Your task:
The number of lines below that contain the word "sleeve" is all that the answer should hold.

Record set:
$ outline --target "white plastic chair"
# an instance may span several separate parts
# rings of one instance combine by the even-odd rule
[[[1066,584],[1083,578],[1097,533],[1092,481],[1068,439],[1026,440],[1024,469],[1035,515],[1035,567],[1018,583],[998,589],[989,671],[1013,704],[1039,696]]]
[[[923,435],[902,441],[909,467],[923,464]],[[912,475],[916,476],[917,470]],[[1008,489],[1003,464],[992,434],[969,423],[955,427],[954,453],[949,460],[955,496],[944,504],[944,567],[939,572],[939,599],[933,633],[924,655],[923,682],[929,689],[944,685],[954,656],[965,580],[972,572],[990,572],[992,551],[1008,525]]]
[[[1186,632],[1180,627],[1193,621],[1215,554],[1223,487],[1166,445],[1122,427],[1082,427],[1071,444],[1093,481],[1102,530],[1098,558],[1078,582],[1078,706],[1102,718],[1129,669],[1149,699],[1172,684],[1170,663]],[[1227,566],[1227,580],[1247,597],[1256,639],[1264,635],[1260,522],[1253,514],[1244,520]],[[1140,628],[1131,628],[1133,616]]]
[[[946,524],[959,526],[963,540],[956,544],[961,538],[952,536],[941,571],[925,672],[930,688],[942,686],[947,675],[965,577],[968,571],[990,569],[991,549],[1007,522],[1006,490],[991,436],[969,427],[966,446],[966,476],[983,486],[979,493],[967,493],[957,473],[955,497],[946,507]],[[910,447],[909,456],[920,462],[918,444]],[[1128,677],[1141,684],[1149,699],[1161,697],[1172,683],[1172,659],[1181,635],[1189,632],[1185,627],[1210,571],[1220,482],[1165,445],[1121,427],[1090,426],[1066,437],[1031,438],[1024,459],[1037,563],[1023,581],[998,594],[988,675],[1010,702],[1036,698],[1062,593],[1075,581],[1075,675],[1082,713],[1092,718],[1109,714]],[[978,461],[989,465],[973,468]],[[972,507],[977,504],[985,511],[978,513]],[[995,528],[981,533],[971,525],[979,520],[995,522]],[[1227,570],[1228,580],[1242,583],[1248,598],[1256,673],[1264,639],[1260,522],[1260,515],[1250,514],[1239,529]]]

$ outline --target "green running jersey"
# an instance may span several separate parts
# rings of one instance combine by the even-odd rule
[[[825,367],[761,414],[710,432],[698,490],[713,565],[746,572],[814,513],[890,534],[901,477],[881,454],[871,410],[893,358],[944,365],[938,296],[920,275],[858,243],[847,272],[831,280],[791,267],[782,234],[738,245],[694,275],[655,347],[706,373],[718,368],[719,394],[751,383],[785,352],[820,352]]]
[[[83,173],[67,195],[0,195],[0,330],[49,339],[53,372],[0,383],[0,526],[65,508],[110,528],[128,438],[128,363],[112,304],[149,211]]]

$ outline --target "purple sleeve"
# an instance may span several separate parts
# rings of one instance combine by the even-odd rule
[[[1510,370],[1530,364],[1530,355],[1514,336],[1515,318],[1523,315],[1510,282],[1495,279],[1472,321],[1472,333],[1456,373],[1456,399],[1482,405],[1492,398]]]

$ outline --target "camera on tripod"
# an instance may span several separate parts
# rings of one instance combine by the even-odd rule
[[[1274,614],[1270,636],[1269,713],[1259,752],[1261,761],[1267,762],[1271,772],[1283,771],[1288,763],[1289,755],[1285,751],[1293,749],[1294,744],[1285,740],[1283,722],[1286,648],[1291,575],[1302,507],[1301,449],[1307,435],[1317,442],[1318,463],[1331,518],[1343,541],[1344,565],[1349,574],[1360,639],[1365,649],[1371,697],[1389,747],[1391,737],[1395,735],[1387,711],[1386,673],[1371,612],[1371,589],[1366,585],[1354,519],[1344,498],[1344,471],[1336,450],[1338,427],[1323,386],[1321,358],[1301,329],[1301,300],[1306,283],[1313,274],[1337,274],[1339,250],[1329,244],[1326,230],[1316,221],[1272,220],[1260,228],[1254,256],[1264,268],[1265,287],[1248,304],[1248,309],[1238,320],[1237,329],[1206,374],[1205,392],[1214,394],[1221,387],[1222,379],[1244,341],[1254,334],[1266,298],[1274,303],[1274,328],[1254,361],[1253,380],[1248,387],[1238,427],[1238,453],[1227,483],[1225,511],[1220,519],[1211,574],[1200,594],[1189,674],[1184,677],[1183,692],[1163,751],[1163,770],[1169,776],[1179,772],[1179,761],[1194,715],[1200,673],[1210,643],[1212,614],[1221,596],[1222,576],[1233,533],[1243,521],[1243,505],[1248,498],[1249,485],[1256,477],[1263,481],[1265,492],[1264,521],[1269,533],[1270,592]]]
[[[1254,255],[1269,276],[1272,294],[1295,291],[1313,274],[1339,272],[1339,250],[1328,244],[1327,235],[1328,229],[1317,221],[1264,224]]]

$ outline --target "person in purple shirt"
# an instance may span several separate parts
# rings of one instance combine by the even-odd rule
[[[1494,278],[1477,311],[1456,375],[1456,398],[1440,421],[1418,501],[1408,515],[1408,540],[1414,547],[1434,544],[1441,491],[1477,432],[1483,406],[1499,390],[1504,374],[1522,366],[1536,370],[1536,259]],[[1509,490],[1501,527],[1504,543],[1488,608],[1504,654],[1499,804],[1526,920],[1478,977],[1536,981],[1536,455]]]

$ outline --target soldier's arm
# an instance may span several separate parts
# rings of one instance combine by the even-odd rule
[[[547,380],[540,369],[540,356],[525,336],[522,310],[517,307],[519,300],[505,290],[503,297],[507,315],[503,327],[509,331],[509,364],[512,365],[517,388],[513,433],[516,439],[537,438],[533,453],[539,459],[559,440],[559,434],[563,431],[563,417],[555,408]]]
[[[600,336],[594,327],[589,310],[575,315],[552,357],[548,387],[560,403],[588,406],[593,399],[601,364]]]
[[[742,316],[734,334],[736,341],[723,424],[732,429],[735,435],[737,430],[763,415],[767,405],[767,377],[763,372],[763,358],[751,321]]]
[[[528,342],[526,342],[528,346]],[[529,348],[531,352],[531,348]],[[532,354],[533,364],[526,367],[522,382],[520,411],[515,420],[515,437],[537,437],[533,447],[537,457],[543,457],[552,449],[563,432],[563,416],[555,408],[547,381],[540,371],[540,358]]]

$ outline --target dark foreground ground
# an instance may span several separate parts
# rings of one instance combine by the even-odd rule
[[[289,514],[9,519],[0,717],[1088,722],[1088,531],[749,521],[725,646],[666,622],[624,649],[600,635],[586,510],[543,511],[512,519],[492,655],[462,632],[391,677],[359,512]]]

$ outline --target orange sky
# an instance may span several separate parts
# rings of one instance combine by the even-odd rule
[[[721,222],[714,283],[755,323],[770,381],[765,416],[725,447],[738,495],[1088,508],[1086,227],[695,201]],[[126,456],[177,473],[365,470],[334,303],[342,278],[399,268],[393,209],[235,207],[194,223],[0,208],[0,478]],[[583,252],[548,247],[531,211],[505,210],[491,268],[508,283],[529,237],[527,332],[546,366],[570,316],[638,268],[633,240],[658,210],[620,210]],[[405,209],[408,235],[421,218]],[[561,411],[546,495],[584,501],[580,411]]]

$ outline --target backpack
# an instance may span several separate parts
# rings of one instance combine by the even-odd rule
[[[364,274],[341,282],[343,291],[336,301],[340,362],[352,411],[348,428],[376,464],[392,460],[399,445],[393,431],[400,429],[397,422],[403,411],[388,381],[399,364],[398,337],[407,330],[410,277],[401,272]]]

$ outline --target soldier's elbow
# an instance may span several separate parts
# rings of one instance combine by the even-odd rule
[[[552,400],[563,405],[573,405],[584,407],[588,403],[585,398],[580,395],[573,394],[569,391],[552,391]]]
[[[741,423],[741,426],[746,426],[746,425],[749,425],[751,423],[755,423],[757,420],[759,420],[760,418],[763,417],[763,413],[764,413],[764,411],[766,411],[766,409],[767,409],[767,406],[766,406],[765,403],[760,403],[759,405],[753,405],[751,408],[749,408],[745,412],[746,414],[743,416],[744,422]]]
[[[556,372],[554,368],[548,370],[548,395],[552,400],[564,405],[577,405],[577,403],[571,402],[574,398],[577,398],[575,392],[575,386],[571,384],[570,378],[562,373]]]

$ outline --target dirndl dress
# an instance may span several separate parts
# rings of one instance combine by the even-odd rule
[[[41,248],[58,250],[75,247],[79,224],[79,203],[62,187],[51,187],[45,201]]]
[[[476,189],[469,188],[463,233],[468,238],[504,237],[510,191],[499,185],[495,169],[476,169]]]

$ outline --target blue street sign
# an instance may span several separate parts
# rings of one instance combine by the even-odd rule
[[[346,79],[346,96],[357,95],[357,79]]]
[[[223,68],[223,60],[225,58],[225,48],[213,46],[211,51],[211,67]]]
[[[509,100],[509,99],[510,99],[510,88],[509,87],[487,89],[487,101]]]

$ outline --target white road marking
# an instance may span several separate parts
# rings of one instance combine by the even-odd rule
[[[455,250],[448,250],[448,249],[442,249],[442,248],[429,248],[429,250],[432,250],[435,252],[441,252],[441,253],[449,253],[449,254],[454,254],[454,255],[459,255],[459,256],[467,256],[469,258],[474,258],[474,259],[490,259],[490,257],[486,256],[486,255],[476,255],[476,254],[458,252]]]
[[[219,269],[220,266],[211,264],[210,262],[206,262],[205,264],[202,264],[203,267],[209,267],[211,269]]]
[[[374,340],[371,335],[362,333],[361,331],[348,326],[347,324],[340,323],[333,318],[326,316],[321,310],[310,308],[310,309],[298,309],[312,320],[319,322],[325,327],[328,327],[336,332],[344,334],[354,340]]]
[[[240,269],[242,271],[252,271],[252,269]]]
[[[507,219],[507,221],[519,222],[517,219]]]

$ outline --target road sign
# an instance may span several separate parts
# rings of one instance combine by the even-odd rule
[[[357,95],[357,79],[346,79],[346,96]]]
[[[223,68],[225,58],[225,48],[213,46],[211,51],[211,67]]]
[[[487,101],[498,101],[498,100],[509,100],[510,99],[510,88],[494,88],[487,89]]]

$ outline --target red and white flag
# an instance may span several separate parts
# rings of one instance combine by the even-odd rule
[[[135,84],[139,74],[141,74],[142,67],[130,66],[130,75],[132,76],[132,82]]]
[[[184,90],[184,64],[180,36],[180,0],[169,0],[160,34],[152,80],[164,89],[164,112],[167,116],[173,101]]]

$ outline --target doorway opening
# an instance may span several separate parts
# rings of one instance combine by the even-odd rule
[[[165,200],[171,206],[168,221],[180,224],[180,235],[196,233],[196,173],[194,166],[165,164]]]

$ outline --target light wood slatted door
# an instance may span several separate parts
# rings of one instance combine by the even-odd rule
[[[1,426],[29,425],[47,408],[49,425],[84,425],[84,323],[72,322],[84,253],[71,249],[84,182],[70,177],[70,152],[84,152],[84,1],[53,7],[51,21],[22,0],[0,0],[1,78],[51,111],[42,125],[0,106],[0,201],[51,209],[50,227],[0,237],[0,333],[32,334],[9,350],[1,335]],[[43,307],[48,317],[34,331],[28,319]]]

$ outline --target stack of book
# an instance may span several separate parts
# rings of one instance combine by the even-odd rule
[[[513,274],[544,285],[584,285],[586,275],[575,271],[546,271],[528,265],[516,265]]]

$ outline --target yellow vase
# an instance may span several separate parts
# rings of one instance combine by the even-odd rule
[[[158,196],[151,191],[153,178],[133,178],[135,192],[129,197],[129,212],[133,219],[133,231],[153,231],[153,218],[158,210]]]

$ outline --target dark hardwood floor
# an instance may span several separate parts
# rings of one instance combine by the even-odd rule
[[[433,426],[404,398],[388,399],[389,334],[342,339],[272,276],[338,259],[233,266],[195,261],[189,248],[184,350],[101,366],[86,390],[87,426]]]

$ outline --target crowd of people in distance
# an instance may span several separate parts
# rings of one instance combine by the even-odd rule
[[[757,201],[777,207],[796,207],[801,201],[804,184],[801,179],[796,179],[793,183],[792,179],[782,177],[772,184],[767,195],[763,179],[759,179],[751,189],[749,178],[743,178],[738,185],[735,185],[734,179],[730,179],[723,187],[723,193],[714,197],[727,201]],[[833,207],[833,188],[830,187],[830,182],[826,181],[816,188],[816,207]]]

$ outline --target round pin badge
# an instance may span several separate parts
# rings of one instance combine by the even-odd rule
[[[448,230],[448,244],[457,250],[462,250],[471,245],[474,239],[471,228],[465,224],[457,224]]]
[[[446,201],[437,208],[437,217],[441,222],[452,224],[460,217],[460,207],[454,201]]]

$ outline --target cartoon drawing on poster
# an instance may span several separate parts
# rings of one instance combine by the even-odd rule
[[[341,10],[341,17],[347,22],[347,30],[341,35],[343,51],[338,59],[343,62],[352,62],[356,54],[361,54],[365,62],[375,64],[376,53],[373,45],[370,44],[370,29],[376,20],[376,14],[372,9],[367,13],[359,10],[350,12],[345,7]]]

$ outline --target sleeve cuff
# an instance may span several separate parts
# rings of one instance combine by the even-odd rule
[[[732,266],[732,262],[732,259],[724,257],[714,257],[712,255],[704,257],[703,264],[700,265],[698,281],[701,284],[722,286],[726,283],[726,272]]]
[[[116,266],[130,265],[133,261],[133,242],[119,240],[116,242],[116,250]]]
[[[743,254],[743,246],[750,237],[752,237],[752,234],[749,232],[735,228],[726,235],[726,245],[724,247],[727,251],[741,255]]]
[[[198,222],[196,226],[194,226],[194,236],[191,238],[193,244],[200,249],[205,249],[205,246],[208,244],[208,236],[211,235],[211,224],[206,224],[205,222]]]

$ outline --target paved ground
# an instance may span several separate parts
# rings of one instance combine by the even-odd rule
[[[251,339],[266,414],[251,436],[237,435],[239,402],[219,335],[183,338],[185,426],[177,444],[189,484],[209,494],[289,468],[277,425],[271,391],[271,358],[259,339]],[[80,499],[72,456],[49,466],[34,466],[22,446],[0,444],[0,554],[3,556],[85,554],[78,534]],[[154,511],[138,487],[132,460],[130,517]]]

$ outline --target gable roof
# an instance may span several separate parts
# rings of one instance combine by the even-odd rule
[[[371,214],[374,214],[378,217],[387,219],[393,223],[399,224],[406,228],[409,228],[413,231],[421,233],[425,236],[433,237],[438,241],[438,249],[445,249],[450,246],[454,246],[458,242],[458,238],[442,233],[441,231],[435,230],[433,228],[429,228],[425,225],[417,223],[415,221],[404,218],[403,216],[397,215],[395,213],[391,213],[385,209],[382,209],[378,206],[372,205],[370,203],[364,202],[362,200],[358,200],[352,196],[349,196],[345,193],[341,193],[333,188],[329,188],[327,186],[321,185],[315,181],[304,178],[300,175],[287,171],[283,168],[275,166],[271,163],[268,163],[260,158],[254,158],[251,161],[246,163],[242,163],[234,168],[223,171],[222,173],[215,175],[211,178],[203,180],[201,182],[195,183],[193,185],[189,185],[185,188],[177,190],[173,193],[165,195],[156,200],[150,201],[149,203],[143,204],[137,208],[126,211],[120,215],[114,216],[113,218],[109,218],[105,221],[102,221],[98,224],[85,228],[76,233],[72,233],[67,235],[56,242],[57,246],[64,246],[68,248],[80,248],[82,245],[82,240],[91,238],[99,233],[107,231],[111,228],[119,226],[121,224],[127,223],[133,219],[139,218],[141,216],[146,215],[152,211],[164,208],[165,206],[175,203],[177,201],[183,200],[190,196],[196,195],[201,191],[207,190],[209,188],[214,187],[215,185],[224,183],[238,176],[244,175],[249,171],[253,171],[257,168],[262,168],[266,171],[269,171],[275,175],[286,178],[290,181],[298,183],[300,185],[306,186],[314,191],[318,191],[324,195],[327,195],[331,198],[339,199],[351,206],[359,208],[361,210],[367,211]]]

Answer section:
2